• 抜粋文

•••••

日本での万博(万国博覧会)としては20年ぶりとなるもので 「いのち輝く未来社会のデザイン」をテーマにSDGsが達成された社会を目指すための博覧会です。

中でも大きな話題なのが建築家で大阪・関西万博の会場デザインプロデューサーでもある藤本壮介が設計した「大屋根リング」。大阪・関西万博会場のシンボルとなる直径700m近い巨大な木造建築物です。

”大阪万博” で ”大屋根” と聞くと、前回1970年の大阪万博(EXPO’70)で丹下健三がデザインした「大屋根広場」が思い浮かびますね。それもそのはず、万博と建築は切っても切れない関係がありますから。

《日本の万国博覧会1970-2005》, 2025, 国立近現代建築資料館, 2025, 写真:建築とアートを巡る

▲万国博覧会の元々は、19世紀に世界各国の物品を集めて展示する展覧会として始まったものです。

そして万国博覧会は近代建築の発展にも貢献してきました。ロンドンでの第1回万国博覧会での水晶宮(クリスタル・パレス)は鉄とガラスによる建築の時代を象徴するものですし、パリ万博でのエッフェル塔は人類の建築技術の進歩をシンボライズするものです。

では1970年の大阪万博における建築は? その後日本で開催された万国博覧会の建築は?

そんな疑問にフォーカスした展覧会《日本の万国博覧会1970-2005》が湯島の国立近現代建築資料館で開催されています。

2025年3月8日(土)から5月25日(日)までが第1部「EXPO’70 技術・デザイン・芸術の融合」
6月14日(土)から8月31日(日)までが第2部「EXPO’75以降 ひと・自然・環境へ」という二部構成。

まずは前回の大阪万博であるEXPO’70について代表的な施設の図面等を展示する第1部の概要をレポートしたいと思います。


国立近現代建築資料館とは

国立近現代建築資料館は2013年の5月に開館しました。

•••••

[一連の資料]
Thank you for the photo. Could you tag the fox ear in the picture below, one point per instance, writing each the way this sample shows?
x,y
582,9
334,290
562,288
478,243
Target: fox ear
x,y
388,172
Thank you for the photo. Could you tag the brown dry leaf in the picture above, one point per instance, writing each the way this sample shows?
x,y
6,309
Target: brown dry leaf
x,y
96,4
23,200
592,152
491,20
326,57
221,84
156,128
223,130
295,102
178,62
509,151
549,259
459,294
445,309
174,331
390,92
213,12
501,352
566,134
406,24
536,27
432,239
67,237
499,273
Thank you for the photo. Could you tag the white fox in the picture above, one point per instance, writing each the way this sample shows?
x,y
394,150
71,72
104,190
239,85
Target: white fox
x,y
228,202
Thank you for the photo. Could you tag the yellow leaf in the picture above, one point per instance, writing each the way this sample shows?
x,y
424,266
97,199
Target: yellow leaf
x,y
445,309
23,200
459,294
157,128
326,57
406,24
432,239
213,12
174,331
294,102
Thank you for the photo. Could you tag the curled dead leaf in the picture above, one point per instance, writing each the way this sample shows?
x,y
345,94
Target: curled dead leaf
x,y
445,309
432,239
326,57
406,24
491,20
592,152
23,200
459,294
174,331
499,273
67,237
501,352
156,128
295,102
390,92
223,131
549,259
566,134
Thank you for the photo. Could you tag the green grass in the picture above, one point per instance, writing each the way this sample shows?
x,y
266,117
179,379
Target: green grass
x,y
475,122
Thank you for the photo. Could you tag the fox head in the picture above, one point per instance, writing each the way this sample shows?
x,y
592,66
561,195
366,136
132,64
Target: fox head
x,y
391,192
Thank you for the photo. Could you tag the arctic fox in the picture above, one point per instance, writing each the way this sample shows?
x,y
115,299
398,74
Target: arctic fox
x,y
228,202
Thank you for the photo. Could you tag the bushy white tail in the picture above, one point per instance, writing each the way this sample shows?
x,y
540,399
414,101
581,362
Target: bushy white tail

•••••

• 実施事項
a – 万博建築の文章のうち、「そして万国博覧会は近代建築の」を含む語句で始まり「築資料館で開催されています。」で終わる部分を、「エッフェル塔」を「エッフェルタワー」に置き換えて書き直してください。
b – 万博建築の文章の最後の文に続けて、その先を書き進めてください。
資料はここでは使いません。

• 作業別の解答
a –
そして万国博覧会は近代建築の発展にも貢献してきました。ロンドンでの第1回万国博覧会での水晶宮(クリスタル・パレス)は鉄とガラスによる建築の時代を象徴するものですし、パリ万博でのエッフェルタワーは人類の建築技術の進歩をシンボライズするものです。

では1970年の大阪万博における建築は? その後日本で開催された万国博覧会の建築は?

そんな疑問にフォーカスした展覧会《日本の万国博覧会1970-2005》が湯島の国立近現代建築資料館で開催されています。

b –
国立近現代建築資料館, 2024, 写真:建築とアートを巡る

日本の近現代建築は、世界の文化や芸術においてとても重要な役割を果たしています。であるにもかかわらず、これまでその価値を次の世代にしっかりと伝えていくための体制が十分ではありませんでした。

そこで、貴重な近現代建築の資料(図面や模型など)を守るための取り組みをとしてその調査がスタートしました。具体的には全国的な調査を行い、どんな資料がどこにあるのかを把握します。そして、大学などと連携して、必要な資料を保護し、劣化や散逸、さらには海外への流出を防ぎ、緊急に保護が必要な資料を収集・保管することも同時に行なうことがこの建築資料館の任務です。

それらの資料を企画展という形で一般にも公開しているのが、建築資料館で年に数回開催している展覧会です。

ここで行われているのは、情報収集、資料の収集・保管、展示・教育普及そして調査研究等です。通常の美術館が行なっていることとほぼ同じですね。

ちなみに国立近現代建築資料館の名誉館長は安藤忠雄です。

《日本の万国博覧会1970-2005》会場

湯島地方合同庁舎の新館と別館をリノベーションして作られた建築資料館の主となる展示室は建物の2階です。

《日本の万国博覧会1970-2005》, 2025, 国立近現代建築資料館 写真:建築とアートを巡る

▲湯島地方合同庁舎の一角にあるので建物自体は古いです。でもその古さがなんともそそります。

展示室へ向かう階段の横にはいつもこのような大型パネルが設置され、なんの展覧会が開催中なのかが一目でわかるようになっています。

そしてなんとも味のある階段を登って建築資料館の展示室へ向かいます。

展示風景, 《日本の万国博覧会1970-2005》, 2025, 国立近現代建築資料館 写真:建築とアートを巡る

2階の展示室に入ったところ。

本当はエントランスに入ってすぐのところで菊竹清訓による「エキスポタワー」の図面が来場者を迎えてくれるのですが、写真撮影は禁止です。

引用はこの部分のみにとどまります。